-- start INPUT MATERIAL --

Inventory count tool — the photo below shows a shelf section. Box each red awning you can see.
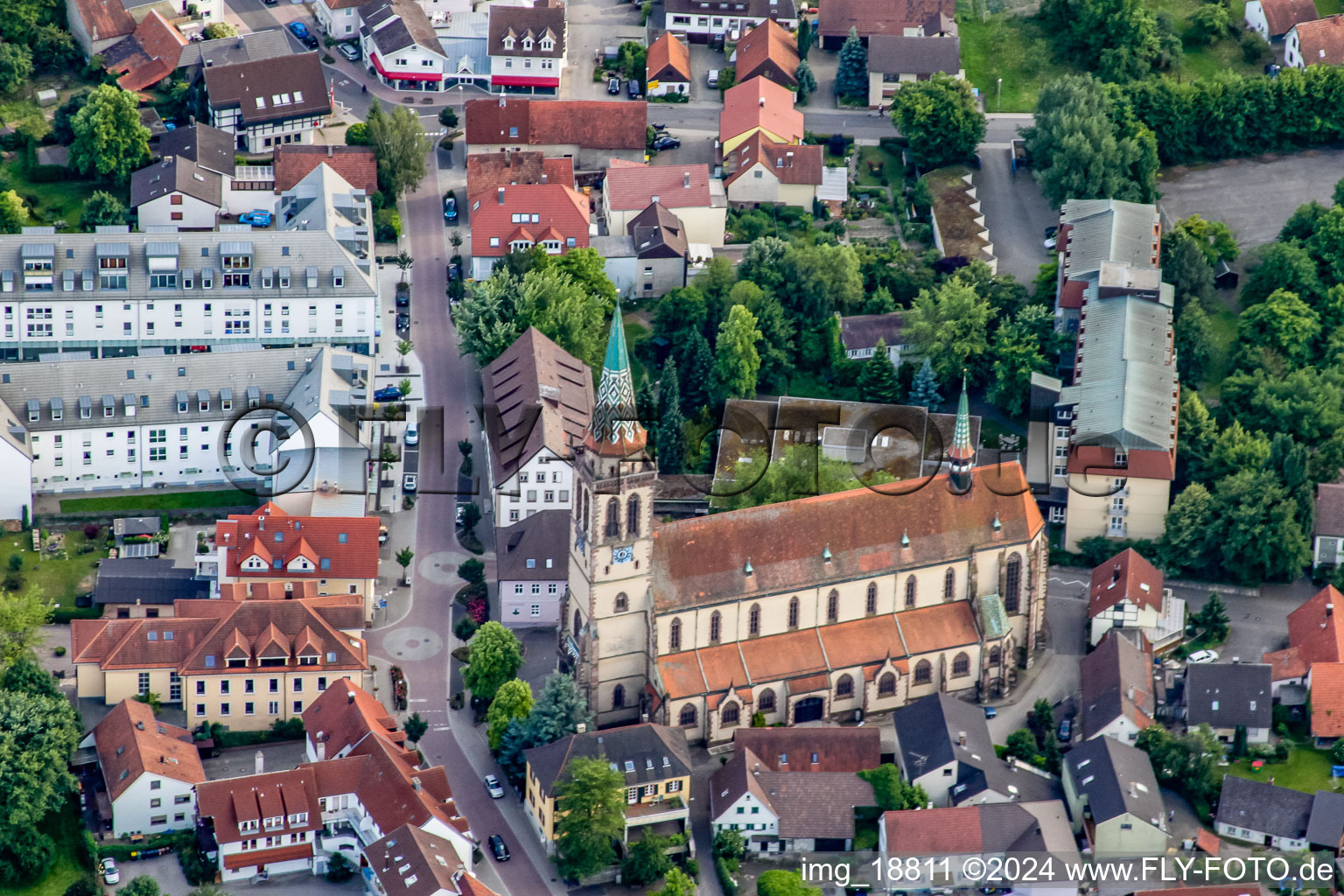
[491,75,561,88]
[368,52,444,80]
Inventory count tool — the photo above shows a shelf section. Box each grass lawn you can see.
[1226,745,1339,794]
[60,489,252,513]
[957,0,1257,111]
[1199,299,1236,403]
[0,529,106,607]
[856,146,905,186]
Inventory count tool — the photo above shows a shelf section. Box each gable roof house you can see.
[626,203,691,297]
[598,165,729,248]
[734,20,798,88]
[665,0,798,43]
[464,97,649,167]
[719,77,804,152]
[1079,632,1157,745]
[878,799,1081,889]
[494,508,570,626]
[644,31,691,97]
[1214,775,1313,851]
[523,723,691,851]
[93,556,210,620]
[80,697,206,836]
[891,693,1059,806]
[70,596,376,731]
[102,10,187,93]
[204,51,332,153]
[723,130,827,211]
[868,32,966,108]
[1264,584,1344,697]
[486,0,567,94]
[471,184,589,279]
[1088,548,1186,650]
[1243,0,1320,42]
[1284,13,1344,68]
[1312,482,1344,567]
[66,0,136,56]
[1063,738,1166,856]
[481,329,592,526]
[817,0,957,50]
[1186,660,1274,745]
[710,728,882,853]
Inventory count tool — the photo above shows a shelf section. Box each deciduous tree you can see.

-- end INPUT MATERIAL --

• THE REQUEST: Format every line of the items above as a numbered list, skipping blank lines and leaving out the pictures.

• SOLUTION:
1. Inventory count tool — the photo below shows a shelf section. Box each red awning you can see.
2. [491,75,561,88]
3. [368,52,444,80]
4. Inventory count tool — the photo above shows a shelf section. Box each grass lawn you can see.
5. [1226,745,1339,794]
6. [60,489,252,513]
7. [957,0,1257,111]
8. [1199,299,1236,403]
9. [0,529,106,607]
10. [856,146,905,186]
11. Inventory count tool — the photo above shows a shelf section. Box each gable roof house you can see.
12. [626,203,691,297]
13. [598,165,729,248]
14. [734,20,798,88]
15. [665,0,798,43]
16. [464,97,649,167]
17. [719,77,804,152]
18. [1079,632,1157,745]
19. [878,799,1081,889]
20. [494,508,570,626]
21. [644,31,691,97]
22. [1214,775,1313,851]
23. [523,723,691,851]
24. [93,556,210,620]
25. [80,697,206,836]
26. [891,693,1059,806]
27. [70,596,376,731]
28. [102,10,187,93]
29. [204,51,332,153]
30. [723,130,827,211]
31. [868,32,966,108]
32. [1264,584,1344,697]
33. [486,0,567,94]
34. [471,184,589,279]
35. [1088,548,1186,650]
36. [1243,0,1320,42]
37. [1284,13,1344,68]
38. [1312,482,1344,567]
39. [66,0,136,56]
40. [1063,738,1166,856]
41. [481,329,592,526]
42. [817,0,957,50]
43. [1186,660,1274,745]
44. [710,728,882,853]
45. Inventory count tool — the photo above shows a shelf section. Box each deciduous tree you can see.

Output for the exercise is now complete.